* Task 1 *
Reproduce the part of the judgment excerpt that begins with the words containing "A trial bundle" and ends with "to be commended.", renaming "Skeleton arguments" as "Written submissions" throughout.
* Task 2 *
According to the judgment excerpt, how many pages did the trial bundle filed at Court contain?

* Selected passage *
•••

Although Para 2.31 provides for the parties to be limited to no more than two witnesses, agreement was reached that the Council should be permitted to call three witnesses. For reasons to which I shall refer later, I was satisfied that this was appropriate and, at the commencement of the trial, I thus made an order providing for the Council to have permission to do so.
A trial bundle was filed at Court amounting to 568 pages. Skeleton arguments were delivered in accordance with the Chancery Guide and the parties jointly prepared a Trial Timetable. At all stages, there was a significant degree of collaboration to ensure that the case was ready by the agreed trial date. For this, the parties are to be commended.
The trial occupied the Court for no more than two full days.
Witnesses
On behalf of the Claimants, two witnesses were called to give evidence, namely Mrs Aquida Faiz and Ms Theresa D’Costa Nathan.
Although she was not a signatory to the Lease or the 2017 Sublease, Mrs Aquida Faiz is, of course, closely related, by family, to each of the signatories and the management of the business was effectively handed to her once it became apparent Ms Shakeela Faiz would be unable to manage it herself. Mrs Aquida Faiz was generally involved in the day to day affairs of the business save for a period in 2011 when, she maintains, it was put in the hands of Mr Iftikhar Ali. She was not confrontational or evasive when answering the questions put to her in cross examination but, at times, her evidence was vague and implausible in the context of the evidence as a whole, particularly in relation to matters such as the grant of a sublease in or around 2012. This is a matter to which I shall return later. I have thus exercised caution before accepting Mrs Aquida Faiz’s evidence where such evidence is not corroborated by contemporaneous documentary evidence. On such matters, I have assessed the plausibility of her testimony in the light of the overall evidence.

•••

* Data rows *
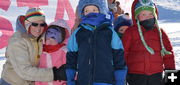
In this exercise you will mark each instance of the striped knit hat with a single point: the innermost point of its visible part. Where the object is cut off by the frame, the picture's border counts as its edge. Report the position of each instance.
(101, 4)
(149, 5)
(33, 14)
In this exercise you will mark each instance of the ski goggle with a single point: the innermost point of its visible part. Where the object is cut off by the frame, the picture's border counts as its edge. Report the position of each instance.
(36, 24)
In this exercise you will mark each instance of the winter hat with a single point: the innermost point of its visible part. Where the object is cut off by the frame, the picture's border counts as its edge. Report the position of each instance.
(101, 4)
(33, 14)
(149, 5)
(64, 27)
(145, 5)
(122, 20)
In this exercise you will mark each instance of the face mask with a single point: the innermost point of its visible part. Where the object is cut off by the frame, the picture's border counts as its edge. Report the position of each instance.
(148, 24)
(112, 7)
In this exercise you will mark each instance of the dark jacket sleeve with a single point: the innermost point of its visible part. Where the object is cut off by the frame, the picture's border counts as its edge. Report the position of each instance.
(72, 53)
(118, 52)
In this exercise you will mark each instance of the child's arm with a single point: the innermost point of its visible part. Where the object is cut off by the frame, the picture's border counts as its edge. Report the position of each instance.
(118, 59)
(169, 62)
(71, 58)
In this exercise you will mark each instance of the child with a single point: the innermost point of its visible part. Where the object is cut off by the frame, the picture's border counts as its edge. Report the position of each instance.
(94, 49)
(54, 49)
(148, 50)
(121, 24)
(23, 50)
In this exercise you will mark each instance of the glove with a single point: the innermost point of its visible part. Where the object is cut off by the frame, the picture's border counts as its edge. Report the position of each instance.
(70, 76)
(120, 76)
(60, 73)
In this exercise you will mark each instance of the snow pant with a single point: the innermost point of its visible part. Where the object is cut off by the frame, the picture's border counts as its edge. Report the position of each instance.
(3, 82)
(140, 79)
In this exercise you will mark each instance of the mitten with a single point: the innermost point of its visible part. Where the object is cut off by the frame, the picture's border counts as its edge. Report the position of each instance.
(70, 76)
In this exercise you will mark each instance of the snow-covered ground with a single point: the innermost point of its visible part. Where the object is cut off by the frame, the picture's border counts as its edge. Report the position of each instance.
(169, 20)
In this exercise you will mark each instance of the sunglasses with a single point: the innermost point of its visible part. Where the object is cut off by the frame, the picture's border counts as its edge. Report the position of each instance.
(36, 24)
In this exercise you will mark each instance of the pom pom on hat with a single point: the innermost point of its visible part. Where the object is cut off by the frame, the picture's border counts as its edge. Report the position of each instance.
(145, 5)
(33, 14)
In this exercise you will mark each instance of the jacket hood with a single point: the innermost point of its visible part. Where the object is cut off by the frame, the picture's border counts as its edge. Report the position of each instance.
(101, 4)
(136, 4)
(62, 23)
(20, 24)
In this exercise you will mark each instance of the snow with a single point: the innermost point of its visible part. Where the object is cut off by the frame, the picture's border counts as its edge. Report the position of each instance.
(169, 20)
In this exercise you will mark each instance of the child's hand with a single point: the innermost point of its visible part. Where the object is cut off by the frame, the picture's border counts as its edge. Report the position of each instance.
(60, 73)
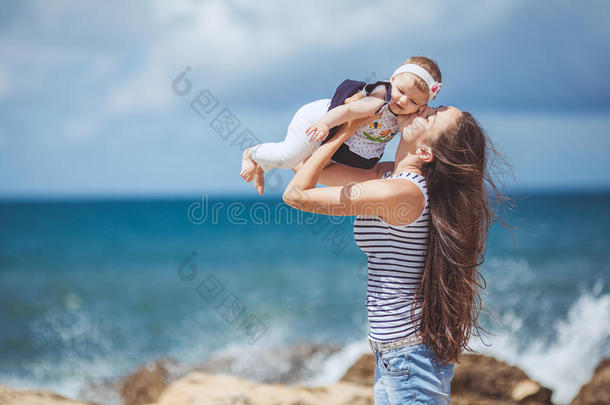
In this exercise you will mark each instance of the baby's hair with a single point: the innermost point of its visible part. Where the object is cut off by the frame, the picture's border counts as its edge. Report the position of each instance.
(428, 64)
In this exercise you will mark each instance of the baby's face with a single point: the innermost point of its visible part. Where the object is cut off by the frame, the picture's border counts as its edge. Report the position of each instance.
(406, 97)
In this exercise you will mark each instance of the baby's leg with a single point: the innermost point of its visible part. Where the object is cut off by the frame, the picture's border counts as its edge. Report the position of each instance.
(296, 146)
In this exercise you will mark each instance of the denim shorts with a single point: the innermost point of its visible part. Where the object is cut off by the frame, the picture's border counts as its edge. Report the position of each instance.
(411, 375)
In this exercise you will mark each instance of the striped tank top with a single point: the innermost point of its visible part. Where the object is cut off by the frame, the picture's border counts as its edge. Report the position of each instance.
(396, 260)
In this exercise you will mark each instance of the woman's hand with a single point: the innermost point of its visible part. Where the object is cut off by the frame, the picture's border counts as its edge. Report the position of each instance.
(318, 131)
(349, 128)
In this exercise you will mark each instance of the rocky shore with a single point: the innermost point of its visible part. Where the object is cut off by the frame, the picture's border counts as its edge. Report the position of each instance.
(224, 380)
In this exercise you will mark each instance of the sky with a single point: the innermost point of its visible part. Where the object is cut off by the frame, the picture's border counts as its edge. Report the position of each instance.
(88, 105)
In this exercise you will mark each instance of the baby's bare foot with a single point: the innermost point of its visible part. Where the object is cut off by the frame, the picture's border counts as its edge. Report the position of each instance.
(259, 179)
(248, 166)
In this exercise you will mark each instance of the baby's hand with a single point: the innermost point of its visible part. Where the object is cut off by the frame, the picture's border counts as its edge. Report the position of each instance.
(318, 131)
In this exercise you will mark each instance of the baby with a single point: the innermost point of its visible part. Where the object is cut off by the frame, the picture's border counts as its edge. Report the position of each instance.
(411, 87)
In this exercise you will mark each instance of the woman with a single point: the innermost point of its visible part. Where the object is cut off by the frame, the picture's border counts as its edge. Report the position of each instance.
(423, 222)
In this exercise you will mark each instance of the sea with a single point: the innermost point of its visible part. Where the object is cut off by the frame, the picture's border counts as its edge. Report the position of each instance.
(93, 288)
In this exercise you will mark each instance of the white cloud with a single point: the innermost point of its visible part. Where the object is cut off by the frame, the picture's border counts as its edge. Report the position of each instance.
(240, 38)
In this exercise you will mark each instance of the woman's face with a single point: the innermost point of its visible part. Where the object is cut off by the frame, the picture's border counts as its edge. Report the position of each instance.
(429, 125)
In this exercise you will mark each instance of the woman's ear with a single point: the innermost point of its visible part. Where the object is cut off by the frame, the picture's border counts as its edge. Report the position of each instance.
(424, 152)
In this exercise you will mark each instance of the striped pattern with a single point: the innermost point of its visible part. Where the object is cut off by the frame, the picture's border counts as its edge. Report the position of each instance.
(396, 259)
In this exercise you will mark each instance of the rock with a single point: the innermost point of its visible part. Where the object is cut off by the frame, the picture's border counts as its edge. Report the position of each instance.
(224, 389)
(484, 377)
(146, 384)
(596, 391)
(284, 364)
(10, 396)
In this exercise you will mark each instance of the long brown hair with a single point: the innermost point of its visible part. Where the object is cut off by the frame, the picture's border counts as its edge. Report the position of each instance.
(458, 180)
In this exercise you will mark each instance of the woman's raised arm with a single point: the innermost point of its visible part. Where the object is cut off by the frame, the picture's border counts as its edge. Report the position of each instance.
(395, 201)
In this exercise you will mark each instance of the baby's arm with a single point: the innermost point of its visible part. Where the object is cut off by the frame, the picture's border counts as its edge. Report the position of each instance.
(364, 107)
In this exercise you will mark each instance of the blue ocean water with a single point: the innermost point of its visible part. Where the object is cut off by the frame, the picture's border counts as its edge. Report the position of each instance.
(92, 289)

•••

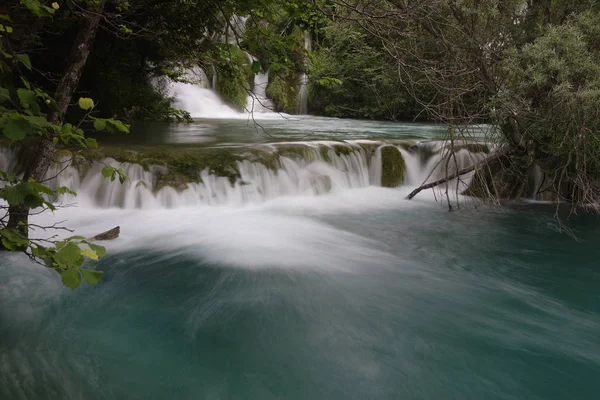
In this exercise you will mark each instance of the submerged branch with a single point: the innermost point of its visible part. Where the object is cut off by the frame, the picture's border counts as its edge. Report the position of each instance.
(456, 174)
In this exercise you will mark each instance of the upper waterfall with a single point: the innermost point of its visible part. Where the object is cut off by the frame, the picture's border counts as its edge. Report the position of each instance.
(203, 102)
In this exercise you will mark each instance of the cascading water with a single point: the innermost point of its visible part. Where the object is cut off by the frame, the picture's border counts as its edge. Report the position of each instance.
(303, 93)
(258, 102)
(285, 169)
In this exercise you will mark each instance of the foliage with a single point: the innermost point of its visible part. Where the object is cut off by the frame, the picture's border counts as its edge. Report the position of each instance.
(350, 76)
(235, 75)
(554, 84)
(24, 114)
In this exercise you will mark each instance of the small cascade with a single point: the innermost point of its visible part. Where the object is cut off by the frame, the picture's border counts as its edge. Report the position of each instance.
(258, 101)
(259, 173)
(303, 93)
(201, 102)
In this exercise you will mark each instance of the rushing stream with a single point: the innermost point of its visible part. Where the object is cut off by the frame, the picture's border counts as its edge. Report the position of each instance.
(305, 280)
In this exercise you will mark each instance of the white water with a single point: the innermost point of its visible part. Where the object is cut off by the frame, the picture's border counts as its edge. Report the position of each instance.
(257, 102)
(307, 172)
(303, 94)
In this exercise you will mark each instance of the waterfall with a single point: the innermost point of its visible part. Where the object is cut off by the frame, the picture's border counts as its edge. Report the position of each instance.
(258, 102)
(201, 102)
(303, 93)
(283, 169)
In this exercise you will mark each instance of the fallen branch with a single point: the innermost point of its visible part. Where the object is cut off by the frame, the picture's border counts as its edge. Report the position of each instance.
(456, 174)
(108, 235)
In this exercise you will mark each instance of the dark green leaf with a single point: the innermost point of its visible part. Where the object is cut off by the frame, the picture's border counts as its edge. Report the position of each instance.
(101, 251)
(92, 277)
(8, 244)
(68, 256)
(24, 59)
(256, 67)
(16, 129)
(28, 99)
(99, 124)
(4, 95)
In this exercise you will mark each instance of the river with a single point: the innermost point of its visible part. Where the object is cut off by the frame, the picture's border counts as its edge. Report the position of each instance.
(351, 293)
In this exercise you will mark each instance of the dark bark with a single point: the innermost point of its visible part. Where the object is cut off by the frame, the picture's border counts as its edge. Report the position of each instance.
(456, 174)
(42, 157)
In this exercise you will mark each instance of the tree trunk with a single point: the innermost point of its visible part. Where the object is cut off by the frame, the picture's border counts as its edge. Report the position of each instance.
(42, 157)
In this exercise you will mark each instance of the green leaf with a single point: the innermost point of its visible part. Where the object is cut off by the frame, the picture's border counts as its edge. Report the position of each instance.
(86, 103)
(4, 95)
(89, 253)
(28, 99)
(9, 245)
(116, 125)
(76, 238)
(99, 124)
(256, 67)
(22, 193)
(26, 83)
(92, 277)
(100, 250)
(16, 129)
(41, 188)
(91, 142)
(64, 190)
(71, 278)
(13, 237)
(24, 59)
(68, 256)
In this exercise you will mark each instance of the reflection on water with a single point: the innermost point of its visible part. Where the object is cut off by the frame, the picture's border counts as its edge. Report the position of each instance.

•••

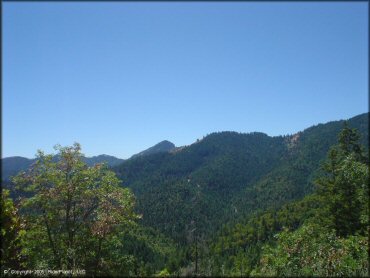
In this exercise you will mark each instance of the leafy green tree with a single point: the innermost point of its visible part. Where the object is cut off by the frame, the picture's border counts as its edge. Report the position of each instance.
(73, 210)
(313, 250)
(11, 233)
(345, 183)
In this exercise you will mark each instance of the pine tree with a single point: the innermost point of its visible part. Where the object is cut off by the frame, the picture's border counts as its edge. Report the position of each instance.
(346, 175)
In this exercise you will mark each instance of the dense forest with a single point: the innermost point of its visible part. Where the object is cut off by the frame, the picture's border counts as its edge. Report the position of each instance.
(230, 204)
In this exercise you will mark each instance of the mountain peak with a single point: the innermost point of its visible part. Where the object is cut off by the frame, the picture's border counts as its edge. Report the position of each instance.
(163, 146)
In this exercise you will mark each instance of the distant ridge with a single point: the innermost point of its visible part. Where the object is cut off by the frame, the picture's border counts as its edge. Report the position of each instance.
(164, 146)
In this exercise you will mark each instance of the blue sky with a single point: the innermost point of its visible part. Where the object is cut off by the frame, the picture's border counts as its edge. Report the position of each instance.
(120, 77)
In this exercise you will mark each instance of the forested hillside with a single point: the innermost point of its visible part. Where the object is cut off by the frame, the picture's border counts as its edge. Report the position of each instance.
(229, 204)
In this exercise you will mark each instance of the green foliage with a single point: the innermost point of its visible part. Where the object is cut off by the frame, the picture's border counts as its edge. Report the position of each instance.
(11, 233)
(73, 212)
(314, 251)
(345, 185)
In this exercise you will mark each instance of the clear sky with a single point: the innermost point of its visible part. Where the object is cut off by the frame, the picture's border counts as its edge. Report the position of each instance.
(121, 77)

•••

* Correct response 1 *
A trial bundle was filed at Court amounting to 568 pages. Written submissions were delivered in accordance with the Chancery Guide and the parties jointly prepared a Trial Timetable. At all stages, there was a significant degree of collaboration to ensure that the case was ready by the agreed trial date. For this, the parties are to be commended.

* Correct response 2 *
568 pages.